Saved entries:
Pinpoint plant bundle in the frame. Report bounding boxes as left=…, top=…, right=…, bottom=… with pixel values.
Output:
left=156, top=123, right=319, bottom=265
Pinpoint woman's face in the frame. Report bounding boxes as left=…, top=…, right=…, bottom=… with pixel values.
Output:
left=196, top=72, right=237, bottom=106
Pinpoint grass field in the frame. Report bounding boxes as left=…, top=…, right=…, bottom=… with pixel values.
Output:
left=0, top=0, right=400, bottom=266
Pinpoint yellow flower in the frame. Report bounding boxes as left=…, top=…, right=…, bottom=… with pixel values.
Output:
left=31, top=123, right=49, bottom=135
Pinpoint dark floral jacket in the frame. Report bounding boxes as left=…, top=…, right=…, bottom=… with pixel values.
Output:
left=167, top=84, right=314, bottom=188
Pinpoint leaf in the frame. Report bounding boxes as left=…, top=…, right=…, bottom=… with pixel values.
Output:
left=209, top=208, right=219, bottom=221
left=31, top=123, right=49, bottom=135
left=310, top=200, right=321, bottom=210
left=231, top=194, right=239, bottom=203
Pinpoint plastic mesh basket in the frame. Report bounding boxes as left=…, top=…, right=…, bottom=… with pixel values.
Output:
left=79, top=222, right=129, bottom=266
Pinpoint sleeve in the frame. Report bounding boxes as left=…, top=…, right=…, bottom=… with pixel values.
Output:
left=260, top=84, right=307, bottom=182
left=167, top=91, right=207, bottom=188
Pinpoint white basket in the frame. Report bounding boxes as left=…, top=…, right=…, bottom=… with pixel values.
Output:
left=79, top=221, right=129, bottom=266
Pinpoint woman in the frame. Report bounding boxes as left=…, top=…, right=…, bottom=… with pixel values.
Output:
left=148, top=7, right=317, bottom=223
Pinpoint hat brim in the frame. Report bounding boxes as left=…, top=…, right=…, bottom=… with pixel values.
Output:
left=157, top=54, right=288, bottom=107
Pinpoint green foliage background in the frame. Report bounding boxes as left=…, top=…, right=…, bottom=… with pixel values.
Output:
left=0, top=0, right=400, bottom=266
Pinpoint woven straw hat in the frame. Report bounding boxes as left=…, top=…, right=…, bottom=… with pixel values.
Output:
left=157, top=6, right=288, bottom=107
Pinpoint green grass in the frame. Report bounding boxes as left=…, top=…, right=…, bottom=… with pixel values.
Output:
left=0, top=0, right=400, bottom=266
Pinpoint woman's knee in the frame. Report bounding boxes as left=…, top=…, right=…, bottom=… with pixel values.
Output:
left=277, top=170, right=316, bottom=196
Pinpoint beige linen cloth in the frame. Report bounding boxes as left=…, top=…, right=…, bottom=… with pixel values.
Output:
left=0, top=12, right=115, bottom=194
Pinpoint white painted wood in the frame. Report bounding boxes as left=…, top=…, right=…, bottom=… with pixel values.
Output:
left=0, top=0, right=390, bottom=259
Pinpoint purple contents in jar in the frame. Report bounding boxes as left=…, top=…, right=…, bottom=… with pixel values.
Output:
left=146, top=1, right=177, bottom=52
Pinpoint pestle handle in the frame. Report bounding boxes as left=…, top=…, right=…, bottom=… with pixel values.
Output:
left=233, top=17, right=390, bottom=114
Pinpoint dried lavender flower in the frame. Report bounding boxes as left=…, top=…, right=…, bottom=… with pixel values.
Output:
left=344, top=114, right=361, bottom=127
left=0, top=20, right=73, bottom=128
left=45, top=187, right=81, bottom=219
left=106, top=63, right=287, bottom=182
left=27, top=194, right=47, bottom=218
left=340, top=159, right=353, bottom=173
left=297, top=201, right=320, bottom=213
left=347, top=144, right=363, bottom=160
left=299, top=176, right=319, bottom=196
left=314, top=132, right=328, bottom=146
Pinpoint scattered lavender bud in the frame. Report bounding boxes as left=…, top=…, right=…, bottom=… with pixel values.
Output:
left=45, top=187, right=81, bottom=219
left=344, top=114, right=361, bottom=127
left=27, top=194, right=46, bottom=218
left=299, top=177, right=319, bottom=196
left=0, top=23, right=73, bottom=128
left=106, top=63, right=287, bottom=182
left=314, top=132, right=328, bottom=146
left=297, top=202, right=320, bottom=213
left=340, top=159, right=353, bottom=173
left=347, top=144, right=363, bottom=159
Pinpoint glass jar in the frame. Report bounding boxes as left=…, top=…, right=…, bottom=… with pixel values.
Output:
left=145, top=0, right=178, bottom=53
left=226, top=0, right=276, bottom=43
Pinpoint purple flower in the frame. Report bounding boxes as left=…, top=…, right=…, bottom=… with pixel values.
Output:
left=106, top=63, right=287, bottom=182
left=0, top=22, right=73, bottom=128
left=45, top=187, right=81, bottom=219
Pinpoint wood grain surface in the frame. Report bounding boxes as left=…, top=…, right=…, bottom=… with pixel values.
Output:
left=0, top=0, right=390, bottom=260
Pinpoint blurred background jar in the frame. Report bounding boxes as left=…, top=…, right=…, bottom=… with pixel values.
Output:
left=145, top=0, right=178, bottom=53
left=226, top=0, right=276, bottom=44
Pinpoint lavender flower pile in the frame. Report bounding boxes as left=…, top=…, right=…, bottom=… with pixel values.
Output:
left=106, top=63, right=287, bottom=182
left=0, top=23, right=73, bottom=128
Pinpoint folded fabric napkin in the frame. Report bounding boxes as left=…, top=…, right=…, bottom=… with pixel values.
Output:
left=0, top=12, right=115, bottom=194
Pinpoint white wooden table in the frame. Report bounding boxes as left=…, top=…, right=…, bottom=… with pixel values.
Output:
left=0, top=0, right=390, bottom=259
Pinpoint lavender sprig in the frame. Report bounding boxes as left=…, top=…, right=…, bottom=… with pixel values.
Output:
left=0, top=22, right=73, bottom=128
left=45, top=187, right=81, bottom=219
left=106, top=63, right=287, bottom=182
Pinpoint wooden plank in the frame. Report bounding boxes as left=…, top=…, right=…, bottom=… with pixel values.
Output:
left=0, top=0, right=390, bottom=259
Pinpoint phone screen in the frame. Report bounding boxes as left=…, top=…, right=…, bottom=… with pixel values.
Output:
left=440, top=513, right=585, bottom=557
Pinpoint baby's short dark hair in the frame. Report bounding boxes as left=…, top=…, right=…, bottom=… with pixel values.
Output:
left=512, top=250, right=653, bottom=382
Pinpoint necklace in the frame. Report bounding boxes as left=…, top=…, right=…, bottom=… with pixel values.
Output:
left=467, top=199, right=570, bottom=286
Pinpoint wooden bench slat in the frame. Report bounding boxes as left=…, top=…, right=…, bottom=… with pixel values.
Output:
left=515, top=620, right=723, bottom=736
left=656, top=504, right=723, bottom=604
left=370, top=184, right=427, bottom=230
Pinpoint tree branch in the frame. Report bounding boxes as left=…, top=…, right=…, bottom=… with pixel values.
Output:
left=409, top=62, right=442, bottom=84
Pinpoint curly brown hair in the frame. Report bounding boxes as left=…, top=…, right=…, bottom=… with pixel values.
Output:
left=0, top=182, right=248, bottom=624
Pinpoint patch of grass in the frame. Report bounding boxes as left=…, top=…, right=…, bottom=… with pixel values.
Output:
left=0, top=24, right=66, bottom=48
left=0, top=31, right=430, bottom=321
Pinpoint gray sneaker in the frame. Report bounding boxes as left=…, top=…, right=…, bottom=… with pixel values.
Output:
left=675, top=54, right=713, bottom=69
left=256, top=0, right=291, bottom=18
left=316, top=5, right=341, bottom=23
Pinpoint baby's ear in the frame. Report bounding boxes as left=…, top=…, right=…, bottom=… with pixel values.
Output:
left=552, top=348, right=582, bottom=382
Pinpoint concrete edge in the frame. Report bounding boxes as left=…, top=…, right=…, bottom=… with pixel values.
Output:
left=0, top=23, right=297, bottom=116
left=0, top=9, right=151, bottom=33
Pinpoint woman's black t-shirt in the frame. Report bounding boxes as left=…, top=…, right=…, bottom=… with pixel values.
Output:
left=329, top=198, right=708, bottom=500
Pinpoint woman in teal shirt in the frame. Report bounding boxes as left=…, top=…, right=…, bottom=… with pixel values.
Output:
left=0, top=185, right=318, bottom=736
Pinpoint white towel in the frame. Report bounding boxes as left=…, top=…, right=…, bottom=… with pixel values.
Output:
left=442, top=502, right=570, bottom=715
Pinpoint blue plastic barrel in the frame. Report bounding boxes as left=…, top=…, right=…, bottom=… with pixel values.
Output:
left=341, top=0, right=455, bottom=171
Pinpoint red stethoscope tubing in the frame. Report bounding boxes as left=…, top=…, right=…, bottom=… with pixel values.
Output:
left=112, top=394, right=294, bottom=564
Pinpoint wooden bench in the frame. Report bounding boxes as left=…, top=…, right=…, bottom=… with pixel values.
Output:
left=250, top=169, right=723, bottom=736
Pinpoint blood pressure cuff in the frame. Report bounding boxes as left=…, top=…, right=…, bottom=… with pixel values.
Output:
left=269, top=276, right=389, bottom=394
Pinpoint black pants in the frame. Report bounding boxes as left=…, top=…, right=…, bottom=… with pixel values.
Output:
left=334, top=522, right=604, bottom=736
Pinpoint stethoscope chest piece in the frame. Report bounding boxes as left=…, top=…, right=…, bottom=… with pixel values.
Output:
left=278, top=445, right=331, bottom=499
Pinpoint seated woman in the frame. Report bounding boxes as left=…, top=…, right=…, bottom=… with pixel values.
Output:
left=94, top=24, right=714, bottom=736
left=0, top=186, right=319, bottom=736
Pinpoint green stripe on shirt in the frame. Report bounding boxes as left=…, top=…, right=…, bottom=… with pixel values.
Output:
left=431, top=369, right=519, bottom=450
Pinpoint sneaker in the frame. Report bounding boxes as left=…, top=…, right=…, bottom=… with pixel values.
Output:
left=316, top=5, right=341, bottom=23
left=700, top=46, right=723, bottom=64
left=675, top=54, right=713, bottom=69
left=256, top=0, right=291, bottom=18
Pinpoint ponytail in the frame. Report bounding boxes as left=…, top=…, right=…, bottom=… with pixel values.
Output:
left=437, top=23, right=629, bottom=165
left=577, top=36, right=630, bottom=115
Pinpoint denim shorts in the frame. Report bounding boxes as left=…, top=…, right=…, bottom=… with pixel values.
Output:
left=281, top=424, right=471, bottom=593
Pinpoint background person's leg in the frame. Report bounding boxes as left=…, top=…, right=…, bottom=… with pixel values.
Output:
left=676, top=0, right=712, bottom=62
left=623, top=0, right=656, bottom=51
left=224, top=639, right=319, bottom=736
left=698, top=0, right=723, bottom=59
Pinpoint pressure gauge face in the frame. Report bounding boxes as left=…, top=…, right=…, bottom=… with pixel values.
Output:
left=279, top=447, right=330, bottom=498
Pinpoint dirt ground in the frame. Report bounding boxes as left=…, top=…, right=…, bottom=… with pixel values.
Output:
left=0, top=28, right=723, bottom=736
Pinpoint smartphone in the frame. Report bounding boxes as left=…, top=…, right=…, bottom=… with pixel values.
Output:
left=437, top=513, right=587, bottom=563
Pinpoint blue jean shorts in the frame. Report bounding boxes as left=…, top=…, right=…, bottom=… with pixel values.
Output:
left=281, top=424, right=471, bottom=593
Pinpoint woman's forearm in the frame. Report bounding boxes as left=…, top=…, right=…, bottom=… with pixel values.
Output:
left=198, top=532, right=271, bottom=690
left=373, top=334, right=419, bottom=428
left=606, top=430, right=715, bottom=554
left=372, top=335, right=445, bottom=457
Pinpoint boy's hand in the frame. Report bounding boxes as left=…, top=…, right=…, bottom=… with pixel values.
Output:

What is expected:
Return, unchanged, the lines in the items above from the line containing "Pinpoint black pants" through the line containing "left=431, top=369, right=519, bottom=450", with both of those lines included.

Solution to this task:
Pinpoint black pants in the frame. Report bounding boxes as left=…, top=…, right=…, bottom=… with pixel values.
Output:
left=334, top=522, right=604, bottom=736
Pinpoint stethoscope chest piece in the frame. Report bounding boxes as left=…, top=…, right=…, bottom=… with pixel values.
Output:
left=278, top=445, right=331, bottom=499
Pinpoint seated woman in the frame. Report bounding boxes as left=…, top=…, right=…, bottom=… with pixel values.
Output:
left=94, top=24, right=714, bottom=736
left=0, top=186, right=319, bottom=736
Pinpoint green stripe on shirt in the frame. Report bounding boxes as left=…, top=…, right=…, bottom=… with pixel values.
Output:
left=431, top=369, right=519, bottom=450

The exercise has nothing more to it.